(Problem to solve) Put the lines of the material below into a JSON list of strings, one string per line and no blank lines, starting with the line containing "# test: pointer returns one pin per instance of the hazy" and going on through the last line of the material. Leave out every line before that one.

(Extracted data)
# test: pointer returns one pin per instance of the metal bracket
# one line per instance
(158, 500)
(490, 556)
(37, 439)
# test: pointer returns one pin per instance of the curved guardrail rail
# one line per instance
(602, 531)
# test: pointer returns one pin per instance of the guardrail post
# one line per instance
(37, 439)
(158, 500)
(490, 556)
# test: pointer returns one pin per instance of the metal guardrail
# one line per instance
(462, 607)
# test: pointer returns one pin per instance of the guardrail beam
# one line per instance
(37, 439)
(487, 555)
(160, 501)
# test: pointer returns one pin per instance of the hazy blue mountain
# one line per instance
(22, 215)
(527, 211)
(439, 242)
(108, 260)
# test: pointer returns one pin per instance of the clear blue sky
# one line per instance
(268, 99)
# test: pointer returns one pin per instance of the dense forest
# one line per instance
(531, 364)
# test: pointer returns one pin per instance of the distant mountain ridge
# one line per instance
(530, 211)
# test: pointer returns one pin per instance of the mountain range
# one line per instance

(Complete response)
[
  "# test: pointer returns one pin per instance of the hazy blue mountain",
  "# one line per instance",
  "(22, 215)",
  "(527, 211)",
  "(439, 242)",
  "(108, 260)",
  "# test: pointer returns one pin per instance of the clear blue sky",
  "# one line per instance",
  "(268, 99)",
  "# test: pointer returns one pin per instance of the dense forest",
  "# one line per instance",
  "(531, 364)",
  "# test: pointer returns one pin per instance of the distant mountain ridge",
  "# one line per instance",
  "(530, 211)",
  "# test: pointer returns one pin per instance of the mountain range",
  "# one line per instance"
]